----- EXERCISE MATERIAL -----

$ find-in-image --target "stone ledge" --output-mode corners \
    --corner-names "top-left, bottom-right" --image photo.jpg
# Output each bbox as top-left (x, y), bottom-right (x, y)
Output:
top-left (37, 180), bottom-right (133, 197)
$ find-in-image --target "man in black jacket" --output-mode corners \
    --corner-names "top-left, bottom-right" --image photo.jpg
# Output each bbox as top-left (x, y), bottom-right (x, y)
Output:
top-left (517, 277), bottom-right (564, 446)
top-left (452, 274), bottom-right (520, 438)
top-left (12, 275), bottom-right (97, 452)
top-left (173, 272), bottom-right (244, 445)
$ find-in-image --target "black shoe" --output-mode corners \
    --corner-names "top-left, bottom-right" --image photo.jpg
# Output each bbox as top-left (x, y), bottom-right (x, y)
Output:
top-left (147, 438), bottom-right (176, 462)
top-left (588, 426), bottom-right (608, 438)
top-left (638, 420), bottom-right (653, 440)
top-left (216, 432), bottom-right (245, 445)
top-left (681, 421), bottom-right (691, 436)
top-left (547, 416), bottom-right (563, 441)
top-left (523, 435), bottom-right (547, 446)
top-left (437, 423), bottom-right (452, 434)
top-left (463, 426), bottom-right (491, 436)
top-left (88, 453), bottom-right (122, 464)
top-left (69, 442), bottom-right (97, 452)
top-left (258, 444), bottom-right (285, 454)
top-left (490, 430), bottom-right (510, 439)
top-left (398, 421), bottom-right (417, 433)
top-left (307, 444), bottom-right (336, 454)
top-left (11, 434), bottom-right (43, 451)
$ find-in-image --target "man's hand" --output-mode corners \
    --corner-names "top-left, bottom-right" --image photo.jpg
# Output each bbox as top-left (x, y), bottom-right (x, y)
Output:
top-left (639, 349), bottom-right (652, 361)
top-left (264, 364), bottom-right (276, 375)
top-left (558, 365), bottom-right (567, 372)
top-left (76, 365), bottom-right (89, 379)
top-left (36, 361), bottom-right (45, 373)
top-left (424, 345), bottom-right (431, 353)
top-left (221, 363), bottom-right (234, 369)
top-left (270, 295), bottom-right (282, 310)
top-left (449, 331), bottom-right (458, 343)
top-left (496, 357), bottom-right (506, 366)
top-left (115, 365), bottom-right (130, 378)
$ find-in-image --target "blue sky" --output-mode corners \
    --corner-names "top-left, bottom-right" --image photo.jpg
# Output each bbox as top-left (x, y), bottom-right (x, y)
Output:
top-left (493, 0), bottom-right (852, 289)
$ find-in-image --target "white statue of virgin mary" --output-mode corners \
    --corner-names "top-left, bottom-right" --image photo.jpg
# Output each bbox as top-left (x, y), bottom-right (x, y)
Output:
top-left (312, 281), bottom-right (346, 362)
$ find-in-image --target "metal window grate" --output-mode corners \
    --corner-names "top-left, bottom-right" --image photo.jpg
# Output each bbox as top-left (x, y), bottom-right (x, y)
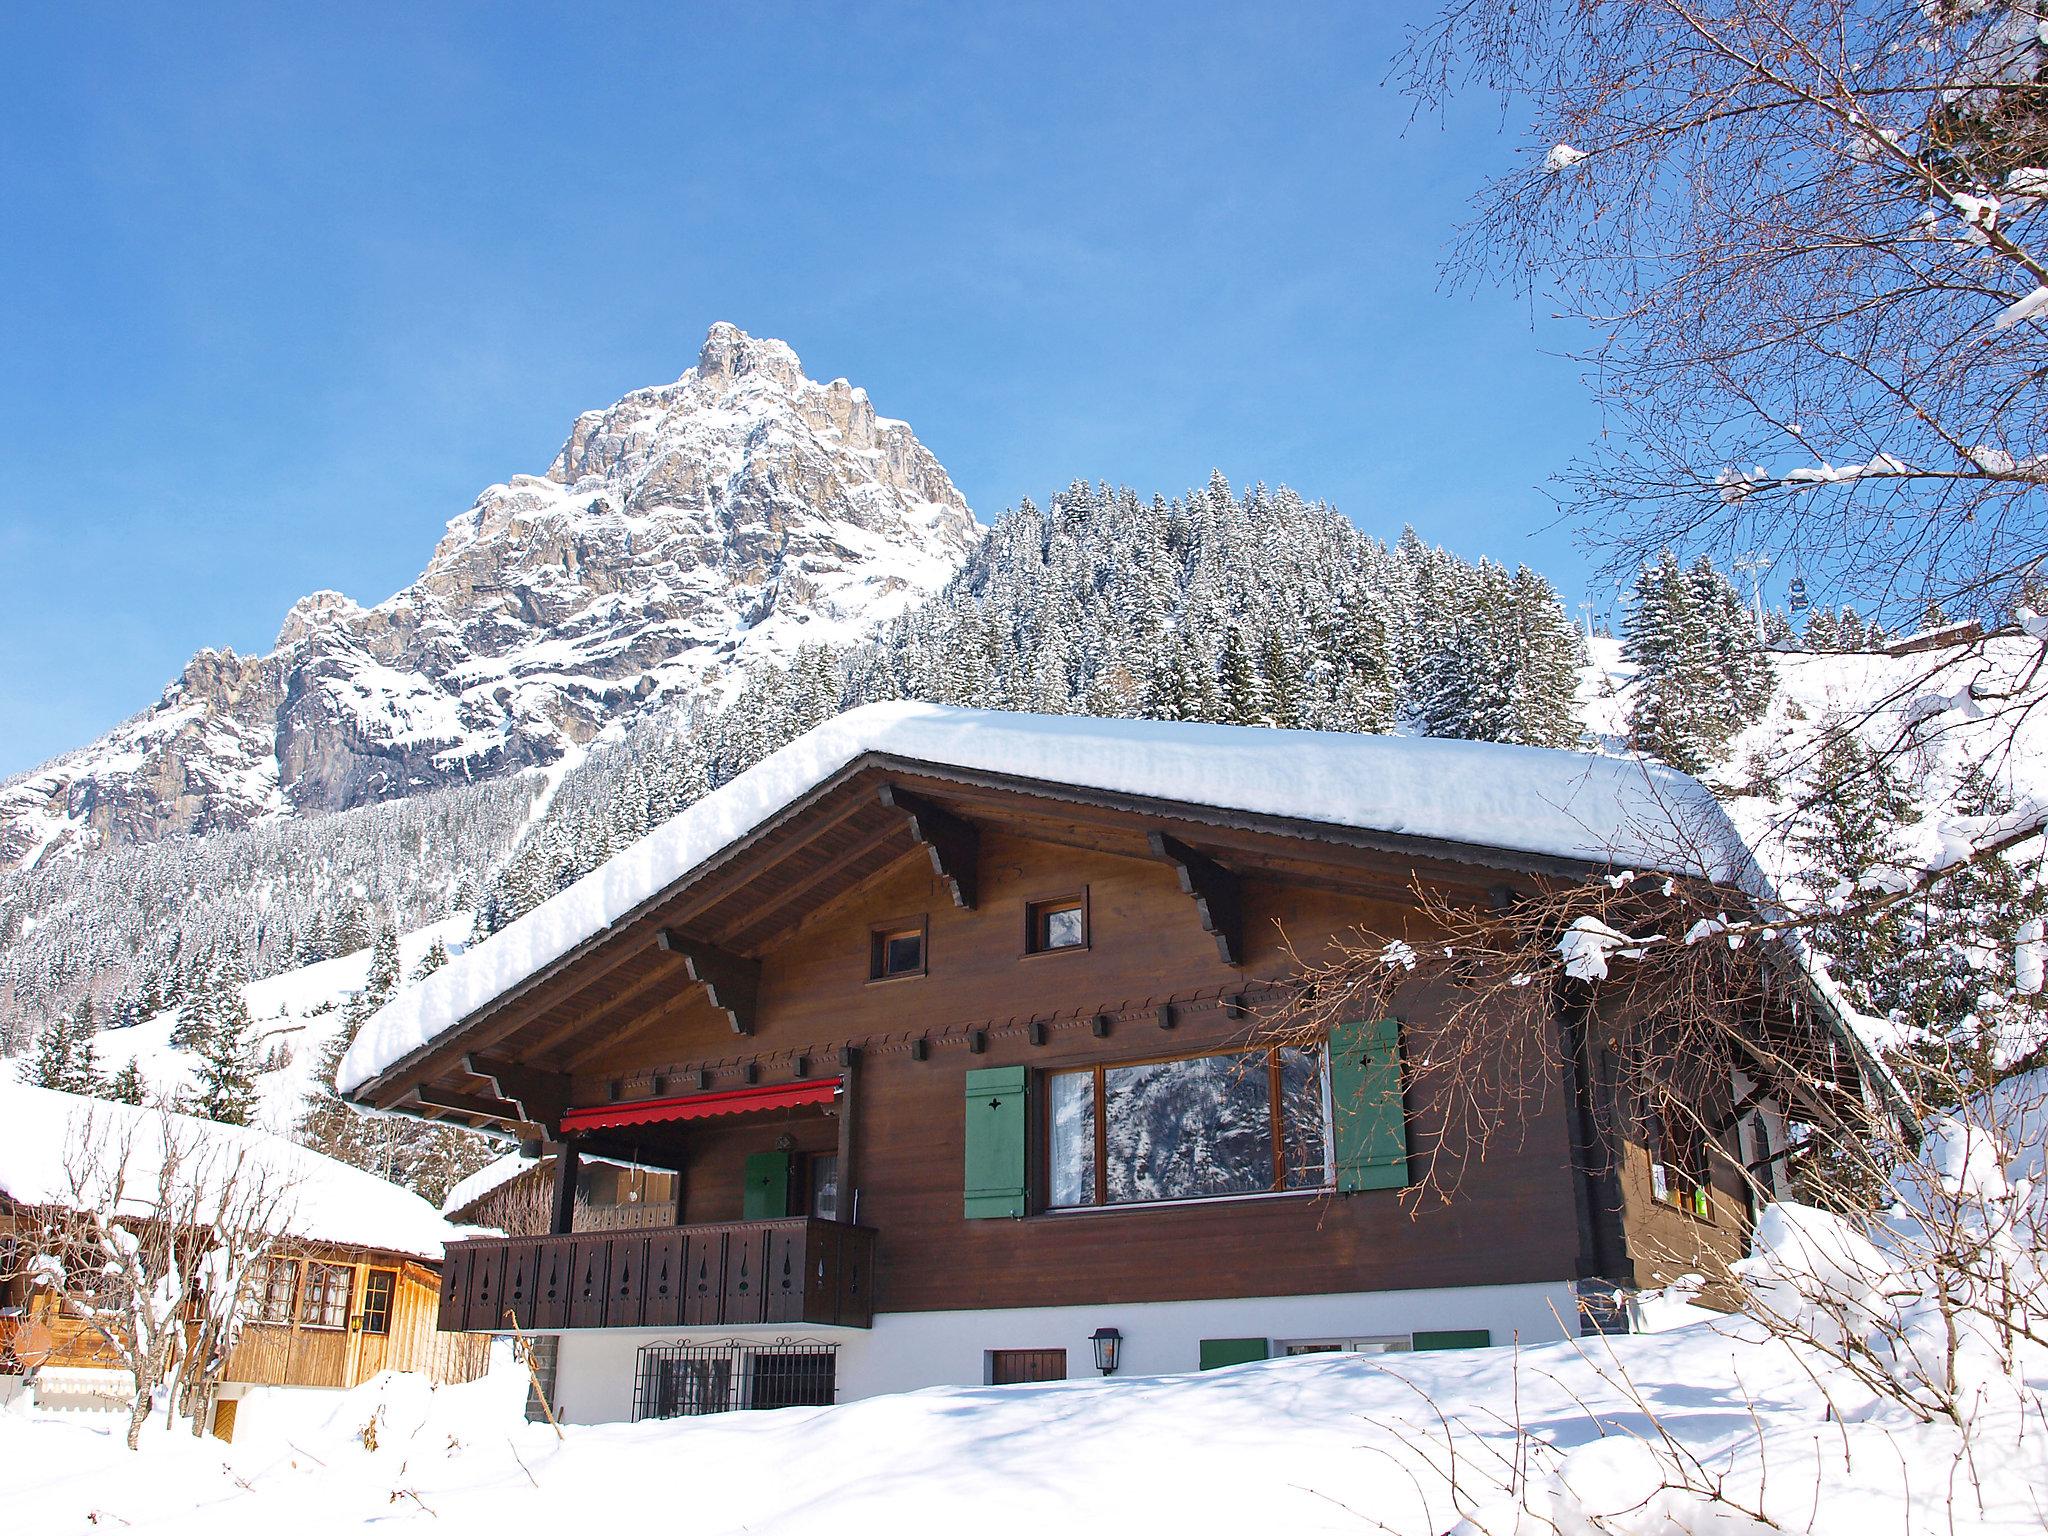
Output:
top-left (633, 1338), bottom-right (839, 1421)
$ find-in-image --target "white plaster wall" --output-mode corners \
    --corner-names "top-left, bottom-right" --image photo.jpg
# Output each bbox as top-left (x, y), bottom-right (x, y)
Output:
top-left (549, 1280), bottom-right (1581, 1425)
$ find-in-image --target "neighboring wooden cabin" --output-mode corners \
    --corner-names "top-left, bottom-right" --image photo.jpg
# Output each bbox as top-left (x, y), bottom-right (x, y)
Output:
top-left (339, 704), bottom-right (1888, 1424)
top-left (0, 1082), bottom-right (490, 1434)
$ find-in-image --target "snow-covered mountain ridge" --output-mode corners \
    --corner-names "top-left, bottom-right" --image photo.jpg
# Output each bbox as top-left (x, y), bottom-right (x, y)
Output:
top-left (0, 323), bottom-right (977, 871)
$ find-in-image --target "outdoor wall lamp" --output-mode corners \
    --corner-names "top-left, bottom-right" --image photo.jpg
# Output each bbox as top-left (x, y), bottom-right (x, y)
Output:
top-left (1090, 1326), bottom-right (1123, 1376)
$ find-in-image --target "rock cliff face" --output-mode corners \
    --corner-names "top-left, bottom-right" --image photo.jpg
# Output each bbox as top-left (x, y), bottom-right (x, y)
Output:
top-left (0, 324), bottom-right (977, 870)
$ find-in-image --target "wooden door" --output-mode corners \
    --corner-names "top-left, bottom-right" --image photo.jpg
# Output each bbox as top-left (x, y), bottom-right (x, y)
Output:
top-left (989, 1349), bottom-right (1067, 1385)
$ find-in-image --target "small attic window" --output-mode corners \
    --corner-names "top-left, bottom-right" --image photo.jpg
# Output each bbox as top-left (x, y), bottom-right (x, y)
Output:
top-left (870, 917), bottom-right (928, 981)
top-left (1027, 893), bottom-right (1088, 954)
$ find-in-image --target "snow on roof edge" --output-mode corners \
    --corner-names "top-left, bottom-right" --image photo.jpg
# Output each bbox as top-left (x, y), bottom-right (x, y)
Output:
top-left (341, 704), bottom-right (1763, 1098)
top-left (0, 1080), bottom-right (465, 1261)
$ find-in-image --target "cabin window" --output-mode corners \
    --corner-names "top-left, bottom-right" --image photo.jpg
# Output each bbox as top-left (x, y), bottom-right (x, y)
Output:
top-left (299, 1261), bottom-right (353, 1330)
top-left (1048, 1044), bottom-right (1329, 1209)
top-left (1025, 892), bottom-right (1088, 954)
top-left (1648, 1104), bottom-right (1711, 1219)
top-left (869, 917), bottom-right (928, 980)
top-left (360, 1269), bottom-right (397, 1335)
top-left (245, 1258), bottom-right (299, 1326)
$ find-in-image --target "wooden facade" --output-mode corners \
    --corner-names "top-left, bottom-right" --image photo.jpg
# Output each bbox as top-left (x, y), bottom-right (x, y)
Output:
top-left (0, 1203), bottom-right (489, 1406)
top-left (349, 748), bottom-right (1817, 1347)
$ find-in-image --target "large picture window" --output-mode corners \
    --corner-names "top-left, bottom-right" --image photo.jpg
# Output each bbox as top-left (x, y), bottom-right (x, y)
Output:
top-left (1049, 1045), bottom-right (1329, 1208)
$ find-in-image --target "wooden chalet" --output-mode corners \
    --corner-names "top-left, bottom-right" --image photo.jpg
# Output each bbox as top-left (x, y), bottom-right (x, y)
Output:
top-left (0, 1082), bottom-right (489, 1436)
top-left (339, 704), bottom-right (1888, 1423)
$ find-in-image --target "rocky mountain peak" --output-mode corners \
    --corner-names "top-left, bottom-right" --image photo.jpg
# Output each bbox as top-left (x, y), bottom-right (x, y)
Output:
top-left (275, 590), bottom-right (367, 649)
top-left (0, 329), bottom-right (980, 871)
top-left (692, 320), bottom-right (805, 391)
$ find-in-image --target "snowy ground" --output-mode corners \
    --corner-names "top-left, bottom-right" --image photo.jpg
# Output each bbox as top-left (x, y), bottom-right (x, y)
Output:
top-left (6, 1313), bottom-right (2042, 1536)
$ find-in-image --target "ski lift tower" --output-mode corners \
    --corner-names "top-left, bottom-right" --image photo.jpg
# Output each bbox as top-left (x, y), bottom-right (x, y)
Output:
top-left (1733, 553), bottom-right (1773, 643)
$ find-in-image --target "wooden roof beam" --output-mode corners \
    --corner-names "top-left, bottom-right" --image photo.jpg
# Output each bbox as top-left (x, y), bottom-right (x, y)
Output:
top-left (656, 929), bottom-right (761, 1035)
top-left (404, 1084), bottom-right (528, 1132)
top-left (462, 1054), bottom-right (570, 1131)
top-left (1148, 830), bottom-right (1244, 966)
top-left (879, 783), bottom-right (978, 909)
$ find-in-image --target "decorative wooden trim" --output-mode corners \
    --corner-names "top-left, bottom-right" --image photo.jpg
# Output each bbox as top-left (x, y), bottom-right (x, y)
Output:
top-left (461, 1055), bottom-right (569, 1133)
top-left (405, 1085), bottom-right (521, 1127)
top-left (656, 929), bottom-right (761, 1035)
top-left (878, 784), bottom-right (979, 909)
top-left (1147, 831), bottom-right (1244, 966)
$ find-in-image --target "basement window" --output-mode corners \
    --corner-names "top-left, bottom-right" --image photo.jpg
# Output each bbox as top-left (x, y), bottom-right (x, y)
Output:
top-left (1026, 892), bottom-right (1088, 954)
top-left (870, 917), bottom-right (928, 980)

-----

**WHAT YOU NEED TO DO**
Copy all lines above containing the string "roof".

**EXERCISE SOLUTION**
$ find-in-image --target "snow on roof edge" --output-mode corners \
$ find-in-image --target "wooden roof beam" --output-mode corners \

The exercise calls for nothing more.